Source
○ ○ ○ ○ ○ ○ ○

Dossier : IMM-2336-11

Référence : 2012 CF 6

Ottawa (Ontario), ce 6e jour de janvier 2012

En présence de l’honorable juge Pinard

ENTRE :

Leopoldo Francico CORONEL ARCHUNDIA

Guillermo CORONEL VERDIN

Sandra Maria VERDIN Y SOLIS

 

Demandeurs

 

et

LE MINISTRE DE LA CITOYENNETÉ

ET DE L’IMMIGRATION

Défendeur

 

 

 

MOTIFS DU JUGEMENT ET JUGEMENT

 

[1]          Il s’agit ici d’une demande de contrôle judiciaire d’une décision d’Aimable Ndejuru de la Section de la protection des réfugiés de la Commission de l’immigration et du statut de réfugié (le tribunal), présentée en vertu du paragraphe 72(1) de la Loi sur l’immigration et la protection des réfugiés, L.C. (2001), ch. 27 (la Loi). Le tribunal a rejeté les demandes d’asile de Leopoldo Francico Coronel Archundia (le demandeur principal), de son épouse Sandra Maria Verdin Y Solis et leur fils Guillermo Coronel Verdin (les demandeurs), concluant qu’ils n’avaient pas la qualité de « réfugiés au sens de la Convention » ni celle de « personnes à protéger » en vertu des articles 96 et 97 de la Loi.

 

[2]          Les demandeurs sont des citoyens du Mexique. Le demandeur principal travaillait comme gardien de prison à La Palma, une prison à très haute sécurité. Il a été renvoyé pendant la grève des gardiens en 2005, alors que ces derniers manifestaient contre l’insécurité de leur environnement de travail.

 

[3]          Le demandeur principal, alors qu’il travaillait à la prison, le 20 octobre 2004, aurait entendu le directeur de la prison, M. Montoya, accepter d’assassiner un homme (Arturo Guzman Loera, « El Pollo ») en contrepartie d’une somme d’argent, suite à la demande d’un détenu, M. Benjamin Arrellano Félix. Le directeur aurait alors menacé de tuer le demandeur principal s’il répétait ce qu’il avait entendu.

 

[4]          Le 31 décembre 2004, El Pollo, frère d’un narcotrafiquant, aurait été assassiné par un détenu nommé Jose Ramirez Villanueva. Le 2 janvier 2005, le directeur du pénitencier aurait envoyé le demandeur principal surveiller cet assassin dans le but de vérifier s’il divulguerait l’assassinat. Éventuellement, l’assassin aurait avoué qu’il avait tué El Pollo suite à la demande du directeur, M. Montoya.

○ ○ ○ ○ ○ ○ ○

Données extraites
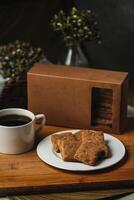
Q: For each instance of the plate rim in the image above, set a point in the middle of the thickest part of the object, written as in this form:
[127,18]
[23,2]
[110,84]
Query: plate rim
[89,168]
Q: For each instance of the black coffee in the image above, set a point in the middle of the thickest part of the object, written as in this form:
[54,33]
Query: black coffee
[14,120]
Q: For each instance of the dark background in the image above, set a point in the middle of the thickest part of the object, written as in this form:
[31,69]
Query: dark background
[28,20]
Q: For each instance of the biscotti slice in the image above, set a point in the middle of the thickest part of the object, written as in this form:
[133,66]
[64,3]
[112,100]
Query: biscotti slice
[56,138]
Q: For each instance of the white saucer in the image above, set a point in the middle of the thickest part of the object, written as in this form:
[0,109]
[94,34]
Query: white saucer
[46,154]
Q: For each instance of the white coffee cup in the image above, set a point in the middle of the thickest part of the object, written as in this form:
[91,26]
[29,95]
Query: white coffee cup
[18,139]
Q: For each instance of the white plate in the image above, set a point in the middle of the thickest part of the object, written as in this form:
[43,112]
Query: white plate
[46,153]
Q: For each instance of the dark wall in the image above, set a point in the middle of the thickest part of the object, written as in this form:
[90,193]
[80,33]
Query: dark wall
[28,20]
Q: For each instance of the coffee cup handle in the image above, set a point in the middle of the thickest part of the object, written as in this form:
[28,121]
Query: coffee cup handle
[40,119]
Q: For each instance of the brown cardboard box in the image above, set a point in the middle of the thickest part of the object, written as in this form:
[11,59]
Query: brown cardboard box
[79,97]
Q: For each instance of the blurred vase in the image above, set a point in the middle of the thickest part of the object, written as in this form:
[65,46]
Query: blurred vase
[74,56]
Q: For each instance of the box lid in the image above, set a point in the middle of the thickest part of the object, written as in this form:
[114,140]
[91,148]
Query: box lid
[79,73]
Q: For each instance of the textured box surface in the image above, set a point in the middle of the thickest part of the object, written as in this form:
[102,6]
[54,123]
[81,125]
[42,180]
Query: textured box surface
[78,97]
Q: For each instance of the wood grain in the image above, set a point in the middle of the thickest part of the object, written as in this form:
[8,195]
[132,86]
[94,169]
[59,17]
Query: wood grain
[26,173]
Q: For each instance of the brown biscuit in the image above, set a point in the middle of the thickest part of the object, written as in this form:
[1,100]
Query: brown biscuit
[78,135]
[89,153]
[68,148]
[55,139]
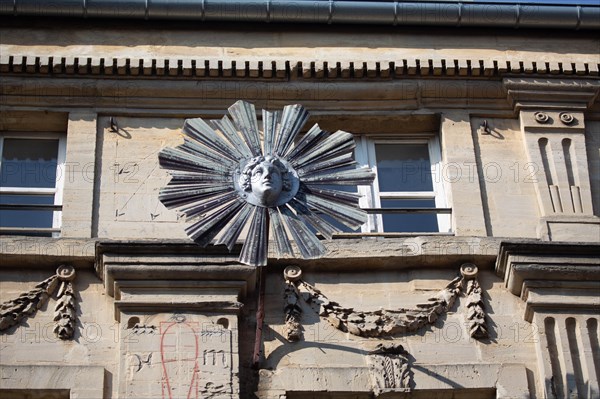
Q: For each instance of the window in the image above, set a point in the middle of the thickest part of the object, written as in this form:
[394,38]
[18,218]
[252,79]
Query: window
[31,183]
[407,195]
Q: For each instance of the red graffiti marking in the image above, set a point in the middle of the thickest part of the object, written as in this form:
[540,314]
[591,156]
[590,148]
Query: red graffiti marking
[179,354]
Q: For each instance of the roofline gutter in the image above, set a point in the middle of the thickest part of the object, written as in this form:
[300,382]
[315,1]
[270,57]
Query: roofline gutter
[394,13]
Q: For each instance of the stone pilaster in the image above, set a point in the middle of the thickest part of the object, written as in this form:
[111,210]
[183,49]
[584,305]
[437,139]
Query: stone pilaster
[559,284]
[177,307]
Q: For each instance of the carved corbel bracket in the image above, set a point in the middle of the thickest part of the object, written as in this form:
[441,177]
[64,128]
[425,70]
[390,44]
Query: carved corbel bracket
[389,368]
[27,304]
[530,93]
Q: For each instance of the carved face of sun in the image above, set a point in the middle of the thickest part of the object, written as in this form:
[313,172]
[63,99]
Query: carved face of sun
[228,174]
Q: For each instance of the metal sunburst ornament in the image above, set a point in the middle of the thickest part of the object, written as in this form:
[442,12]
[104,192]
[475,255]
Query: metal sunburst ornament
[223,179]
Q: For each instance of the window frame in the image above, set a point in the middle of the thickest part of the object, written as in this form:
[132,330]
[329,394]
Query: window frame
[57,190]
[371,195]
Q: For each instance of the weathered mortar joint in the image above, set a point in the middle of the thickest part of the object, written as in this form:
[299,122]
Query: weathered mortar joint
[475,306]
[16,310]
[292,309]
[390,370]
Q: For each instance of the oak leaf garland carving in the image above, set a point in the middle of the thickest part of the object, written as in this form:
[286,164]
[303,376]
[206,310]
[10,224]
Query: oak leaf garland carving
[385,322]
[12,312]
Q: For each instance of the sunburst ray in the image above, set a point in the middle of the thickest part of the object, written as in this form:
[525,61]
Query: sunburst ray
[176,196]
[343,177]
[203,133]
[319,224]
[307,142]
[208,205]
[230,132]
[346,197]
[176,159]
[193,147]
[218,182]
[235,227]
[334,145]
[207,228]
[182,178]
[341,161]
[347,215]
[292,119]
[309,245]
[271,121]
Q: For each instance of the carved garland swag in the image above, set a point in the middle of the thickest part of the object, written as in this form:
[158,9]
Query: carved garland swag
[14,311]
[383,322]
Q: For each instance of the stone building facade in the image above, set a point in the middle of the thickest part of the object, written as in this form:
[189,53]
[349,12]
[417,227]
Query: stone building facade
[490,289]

○ ○ ○ ○ ○ ○ ○

Défi
Transcrivez le passage du jugement en commençant par « MOTIFS DU JUGEMENT » et en terminant par « 97 de la Loi. ».

Corrigé
MOTIFS DU JUGEMENT ET JUGEMENT

 

[1]          Il s’agit ici d’une demande de contrôle judiciaire d’une décision d’Aimable Ndejuru de la Section de la protection des réfugiés de la Commission de l’immigration et du statut de réfugié (le tribunal), présentée en vertu du paragraphe 72(1) de la Loi sur l’immigration et la protection des réfugiés, L.C. (2001), ch. 27 (la Loi). Le tribunal a rejeté les demandes d’asile de Leopoldo Francico Coronel Archundia (le demandeur principal), de son épouse Sandra Maria Verdin Y Solis et leur fils Guillermo Coronel Verdin (les demandeurs), concluant qu’ils n’avaient pas la qualité de « réfugiés au sens de la Convention » ni celle de « personnes à protéger » en vertu des articles 96 et 97 de la Loi.